### [SOURCE DATA]
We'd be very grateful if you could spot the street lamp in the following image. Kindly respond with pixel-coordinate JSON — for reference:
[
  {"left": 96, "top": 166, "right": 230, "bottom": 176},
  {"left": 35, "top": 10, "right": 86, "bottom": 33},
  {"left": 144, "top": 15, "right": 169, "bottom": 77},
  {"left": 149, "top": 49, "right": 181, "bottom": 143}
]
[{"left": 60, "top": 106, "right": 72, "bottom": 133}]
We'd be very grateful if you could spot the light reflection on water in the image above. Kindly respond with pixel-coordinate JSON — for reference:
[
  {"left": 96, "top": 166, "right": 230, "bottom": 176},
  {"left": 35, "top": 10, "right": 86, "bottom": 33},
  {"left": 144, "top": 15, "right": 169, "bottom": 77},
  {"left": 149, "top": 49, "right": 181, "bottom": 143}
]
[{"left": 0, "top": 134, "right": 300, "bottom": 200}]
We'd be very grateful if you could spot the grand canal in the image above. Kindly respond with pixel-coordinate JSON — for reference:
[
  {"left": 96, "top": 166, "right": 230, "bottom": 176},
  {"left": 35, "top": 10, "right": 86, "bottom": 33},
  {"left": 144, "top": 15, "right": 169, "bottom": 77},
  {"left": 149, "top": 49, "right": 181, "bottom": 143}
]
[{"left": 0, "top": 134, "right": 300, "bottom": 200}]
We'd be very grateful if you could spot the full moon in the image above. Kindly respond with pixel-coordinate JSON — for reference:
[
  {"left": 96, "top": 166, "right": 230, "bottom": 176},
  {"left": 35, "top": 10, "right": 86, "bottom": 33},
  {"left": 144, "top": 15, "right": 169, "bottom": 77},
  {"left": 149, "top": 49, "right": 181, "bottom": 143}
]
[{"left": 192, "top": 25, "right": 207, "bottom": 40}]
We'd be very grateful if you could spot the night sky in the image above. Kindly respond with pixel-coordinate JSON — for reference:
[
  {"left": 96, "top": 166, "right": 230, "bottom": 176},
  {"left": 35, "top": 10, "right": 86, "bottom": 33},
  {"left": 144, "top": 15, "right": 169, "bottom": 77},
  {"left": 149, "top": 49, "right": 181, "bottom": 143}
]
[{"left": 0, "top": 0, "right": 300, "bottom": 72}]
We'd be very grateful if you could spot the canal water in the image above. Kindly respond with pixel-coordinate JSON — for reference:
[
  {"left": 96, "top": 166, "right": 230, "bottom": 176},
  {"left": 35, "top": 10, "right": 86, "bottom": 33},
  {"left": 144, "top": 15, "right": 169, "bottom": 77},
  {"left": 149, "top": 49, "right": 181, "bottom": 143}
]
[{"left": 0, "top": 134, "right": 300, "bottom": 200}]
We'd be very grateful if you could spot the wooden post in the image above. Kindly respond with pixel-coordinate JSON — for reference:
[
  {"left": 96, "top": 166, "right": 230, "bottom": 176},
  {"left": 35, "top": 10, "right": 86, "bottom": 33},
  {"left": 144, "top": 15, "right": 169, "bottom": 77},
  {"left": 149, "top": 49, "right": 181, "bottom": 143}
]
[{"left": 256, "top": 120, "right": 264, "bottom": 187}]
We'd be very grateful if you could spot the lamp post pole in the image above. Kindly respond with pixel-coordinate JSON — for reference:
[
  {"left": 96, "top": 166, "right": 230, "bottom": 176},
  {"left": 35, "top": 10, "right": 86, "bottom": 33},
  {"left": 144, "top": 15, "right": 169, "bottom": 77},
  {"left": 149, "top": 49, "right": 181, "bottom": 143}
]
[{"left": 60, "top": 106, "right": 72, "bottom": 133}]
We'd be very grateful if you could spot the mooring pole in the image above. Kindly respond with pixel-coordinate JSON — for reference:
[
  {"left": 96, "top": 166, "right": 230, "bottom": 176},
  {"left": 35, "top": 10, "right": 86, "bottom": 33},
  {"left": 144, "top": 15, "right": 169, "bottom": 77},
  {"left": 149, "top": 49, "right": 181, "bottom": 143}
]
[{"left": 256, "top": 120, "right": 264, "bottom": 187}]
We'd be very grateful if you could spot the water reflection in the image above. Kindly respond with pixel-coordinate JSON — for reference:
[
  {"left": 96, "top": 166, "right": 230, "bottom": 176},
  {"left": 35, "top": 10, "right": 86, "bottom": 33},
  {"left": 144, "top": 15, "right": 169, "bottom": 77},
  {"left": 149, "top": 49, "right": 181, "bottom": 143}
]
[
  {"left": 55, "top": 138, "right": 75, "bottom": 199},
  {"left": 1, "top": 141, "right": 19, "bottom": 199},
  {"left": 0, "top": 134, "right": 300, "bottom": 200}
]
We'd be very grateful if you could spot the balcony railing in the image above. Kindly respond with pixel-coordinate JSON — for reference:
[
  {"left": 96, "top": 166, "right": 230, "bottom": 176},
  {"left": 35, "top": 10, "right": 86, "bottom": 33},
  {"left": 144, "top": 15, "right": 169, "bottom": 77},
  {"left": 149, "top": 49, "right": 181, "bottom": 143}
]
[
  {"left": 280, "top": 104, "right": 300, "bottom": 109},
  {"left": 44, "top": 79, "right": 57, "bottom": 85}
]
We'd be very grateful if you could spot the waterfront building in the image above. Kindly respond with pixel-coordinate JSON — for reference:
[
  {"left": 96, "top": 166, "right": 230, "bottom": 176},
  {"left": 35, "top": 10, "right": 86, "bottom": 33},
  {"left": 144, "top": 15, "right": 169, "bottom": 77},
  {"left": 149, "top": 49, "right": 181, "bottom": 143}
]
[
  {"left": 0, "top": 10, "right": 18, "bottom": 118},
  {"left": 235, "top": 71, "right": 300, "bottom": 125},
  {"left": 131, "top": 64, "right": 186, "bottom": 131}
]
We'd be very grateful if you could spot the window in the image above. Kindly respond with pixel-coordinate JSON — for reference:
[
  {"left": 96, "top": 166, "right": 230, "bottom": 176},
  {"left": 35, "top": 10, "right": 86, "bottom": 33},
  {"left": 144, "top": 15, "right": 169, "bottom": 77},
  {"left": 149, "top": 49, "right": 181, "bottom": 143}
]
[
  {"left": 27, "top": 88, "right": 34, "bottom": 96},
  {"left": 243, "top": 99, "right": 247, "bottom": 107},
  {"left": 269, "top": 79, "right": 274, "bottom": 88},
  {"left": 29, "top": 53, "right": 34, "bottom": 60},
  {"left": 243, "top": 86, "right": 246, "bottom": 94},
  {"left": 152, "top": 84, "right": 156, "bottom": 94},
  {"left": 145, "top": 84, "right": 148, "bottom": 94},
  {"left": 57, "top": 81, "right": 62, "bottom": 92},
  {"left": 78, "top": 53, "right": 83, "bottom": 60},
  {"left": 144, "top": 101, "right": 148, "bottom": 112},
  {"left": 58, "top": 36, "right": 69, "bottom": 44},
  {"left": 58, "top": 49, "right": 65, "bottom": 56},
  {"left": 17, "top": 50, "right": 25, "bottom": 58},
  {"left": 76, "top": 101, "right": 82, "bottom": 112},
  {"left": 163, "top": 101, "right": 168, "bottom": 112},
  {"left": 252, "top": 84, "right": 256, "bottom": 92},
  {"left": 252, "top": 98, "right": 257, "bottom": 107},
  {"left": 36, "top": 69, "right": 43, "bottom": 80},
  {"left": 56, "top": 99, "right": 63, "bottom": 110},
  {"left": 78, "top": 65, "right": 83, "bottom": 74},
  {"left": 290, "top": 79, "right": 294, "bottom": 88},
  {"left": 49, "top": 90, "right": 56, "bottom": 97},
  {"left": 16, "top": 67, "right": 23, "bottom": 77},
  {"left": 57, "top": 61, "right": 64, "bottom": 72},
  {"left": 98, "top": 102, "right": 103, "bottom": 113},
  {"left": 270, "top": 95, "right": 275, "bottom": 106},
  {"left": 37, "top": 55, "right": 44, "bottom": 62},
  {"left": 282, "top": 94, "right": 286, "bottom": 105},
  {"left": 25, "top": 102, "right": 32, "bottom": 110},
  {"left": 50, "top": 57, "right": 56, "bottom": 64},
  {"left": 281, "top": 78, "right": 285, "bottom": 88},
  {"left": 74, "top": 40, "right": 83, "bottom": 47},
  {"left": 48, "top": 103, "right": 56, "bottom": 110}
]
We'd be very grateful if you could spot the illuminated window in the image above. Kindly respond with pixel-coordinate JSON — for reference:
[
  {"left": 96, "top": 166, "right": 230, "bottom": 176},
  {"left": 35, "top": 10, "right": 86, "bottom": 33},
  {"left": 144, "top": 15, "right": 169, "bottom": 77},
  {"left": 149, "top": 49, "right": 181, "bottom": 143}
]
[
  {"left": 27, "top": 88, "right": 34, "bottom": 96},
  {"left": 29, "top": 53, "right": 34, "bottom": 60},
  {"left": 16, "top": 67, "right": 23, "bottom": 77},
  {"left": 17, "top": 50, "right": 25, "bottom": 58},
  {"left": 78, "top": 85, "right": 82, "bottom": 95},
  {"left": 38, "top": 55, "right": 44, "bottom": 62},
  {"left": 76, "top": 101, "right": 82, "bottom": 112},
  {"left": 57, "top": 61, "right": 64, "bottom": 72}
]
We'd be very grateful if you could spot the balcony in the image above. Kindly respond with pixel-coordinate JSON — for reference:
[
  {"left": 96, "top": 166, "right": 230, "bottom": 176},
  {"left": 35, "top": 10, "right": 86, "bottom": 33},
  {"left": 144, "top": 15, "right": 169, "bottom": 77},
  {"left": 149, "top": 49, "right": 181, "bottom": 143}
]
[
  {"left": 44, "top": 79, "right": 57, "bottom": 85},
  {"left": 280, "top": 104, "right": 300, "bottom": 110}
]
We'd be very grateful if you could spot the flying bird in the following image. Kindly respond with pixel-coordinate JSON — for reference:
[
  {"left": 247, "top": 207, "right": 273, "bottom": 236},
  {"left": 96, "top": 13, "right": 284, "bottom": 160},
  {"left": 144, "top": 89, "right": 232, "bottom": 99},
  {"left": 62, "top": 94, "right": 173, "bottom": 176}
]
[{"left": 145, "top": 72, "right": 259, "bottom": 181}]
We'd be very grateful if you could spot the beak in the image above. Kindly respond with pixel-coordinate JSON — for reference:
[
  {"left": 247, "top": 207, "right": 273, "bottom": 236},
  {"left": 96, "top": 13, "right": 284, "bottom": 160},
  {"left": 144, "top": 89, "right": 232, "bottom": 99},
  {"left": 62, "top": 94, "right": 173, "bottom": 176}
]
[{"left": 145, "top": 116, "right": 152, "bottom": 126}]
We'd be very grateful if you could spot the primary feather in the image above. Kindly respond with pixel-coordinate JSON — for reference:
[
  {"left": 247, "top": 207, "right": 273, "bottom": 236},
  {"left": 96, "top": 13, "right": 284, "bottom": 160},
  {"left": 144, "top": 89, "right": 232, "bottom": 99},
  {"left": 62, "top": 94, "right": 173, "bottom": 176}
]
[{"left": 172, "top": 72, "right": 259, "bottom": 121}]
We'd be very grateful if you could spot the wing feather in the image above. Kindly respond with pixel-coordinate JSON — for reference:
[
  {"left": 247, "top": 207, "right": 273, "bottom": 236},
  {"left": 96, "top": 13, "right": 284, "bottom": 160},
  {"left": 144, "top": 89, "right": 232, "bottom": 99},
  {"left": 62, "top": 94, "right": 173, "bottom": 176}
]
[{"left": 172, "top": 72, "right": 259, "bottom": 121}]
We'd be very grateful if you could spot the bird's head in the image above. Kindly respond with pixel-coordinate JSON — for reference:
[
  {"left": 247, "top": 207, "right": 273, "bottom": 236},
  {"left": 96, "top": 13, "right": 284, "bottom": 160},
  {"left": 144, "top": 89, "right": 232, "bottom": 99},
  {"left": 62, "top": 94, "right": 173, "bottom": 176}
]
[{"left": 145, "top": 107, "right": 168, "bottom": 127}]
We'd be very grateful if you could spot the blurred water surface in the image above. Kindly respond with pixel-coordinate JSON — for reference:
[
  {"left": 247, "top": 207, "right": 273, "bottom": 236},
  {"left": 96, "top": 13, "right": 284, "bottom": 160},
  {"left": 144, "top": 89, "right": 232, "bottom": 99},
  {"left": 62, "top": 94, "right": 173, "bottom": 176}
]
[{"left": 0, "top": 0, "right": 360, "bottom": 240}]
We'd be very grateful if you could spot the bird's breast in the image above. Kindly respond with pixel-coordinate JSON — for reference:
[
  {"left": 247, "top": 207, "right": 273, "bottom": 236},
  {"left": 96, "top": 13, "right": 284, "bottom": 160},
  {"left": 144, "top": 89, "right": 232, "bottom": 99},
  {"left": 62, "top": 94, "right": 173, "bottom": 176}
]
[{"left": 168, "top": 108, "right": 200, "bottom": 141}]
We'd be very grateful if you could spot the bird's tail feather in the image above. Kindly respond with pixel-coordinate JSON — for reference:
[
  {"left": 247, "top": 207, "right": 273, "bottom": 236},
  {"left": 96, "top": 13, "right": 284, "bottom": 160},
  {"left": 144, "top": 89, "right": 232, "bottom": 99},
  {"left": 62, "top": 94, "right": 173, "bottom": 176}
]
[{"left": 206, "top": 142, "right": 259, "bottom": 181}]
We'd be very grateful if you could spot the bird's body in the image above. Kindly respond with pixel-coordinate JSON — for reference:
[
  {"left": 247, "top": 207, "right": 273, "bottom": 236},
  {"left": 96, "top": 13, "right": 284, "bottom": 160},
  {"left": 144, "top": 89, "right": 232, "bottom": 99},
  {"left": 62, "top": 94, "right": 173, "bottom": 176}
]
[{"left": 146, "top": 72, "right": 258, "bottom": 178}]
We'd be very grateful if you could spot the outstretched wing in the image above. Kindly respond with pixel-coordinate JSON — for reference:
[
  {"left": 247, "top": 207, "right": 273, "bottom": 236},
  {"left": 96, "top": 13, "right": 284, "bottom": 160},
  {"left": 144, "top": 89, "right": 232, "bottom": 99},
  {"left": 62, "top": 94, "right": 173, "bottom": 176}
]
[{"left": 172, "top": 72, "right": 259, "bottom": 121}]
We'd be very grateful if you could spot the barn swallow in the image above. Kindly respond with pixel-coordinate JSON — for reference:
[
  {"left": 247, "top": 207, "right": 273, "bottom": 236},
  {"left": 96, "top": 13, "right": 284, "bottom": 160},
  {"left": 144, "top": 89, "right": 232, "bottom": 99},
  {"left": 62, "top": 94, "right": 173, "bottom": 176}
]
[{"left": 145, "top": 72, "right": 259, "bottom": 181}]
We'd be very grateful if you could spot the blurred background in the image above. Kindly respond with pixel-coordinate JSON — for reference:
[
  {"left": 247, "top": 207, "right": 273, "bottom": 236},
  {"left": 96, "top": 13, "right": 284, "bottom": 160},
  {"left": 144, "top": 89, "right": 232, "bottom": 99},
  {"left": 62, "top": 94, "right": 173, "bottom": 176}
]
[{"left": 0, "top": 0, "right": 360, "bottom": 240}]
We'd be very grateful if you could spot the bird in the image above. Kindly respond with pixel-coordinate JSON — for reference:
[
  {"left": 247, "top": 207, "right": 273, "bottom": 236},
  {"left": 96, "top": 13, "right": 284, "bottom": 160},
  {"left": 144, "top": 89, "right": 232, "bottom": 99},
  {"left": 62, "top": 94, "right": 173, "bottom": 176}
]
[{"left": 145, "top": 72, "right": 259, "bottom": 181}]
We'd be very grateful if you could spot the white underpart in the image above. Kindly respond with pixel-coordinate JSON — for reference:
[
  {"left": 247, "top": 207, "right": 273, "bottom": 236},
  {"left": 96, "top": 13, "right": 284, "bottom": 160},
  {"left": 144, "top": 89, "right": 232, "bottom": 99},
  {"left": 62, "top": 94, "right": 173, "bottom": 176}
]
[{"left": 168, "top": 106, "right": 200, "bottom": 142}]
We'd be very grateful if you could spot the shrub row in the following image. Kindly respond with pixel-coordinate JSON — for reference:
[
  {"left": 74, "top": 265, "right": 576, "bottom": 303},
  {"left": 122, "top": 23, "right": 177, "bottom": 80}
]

### [REQUIRED WORK]
Copy out the stretch of lines from the one containing "We'd be very grateful if you could spot the shrub" through the end of the lines, leaving every character unchanged.

### [WRITTEN ANSWER]
We'd be very grateful if you could spot the shrub row in the following image. Kindly respond with pixel-coordinate JSON — for reference:
[
  {"left": 74, "top": 265, "right": 576, "bottom": 303},
  {"left": 122, "top": 23, "right": 177, "bottom": 80}
]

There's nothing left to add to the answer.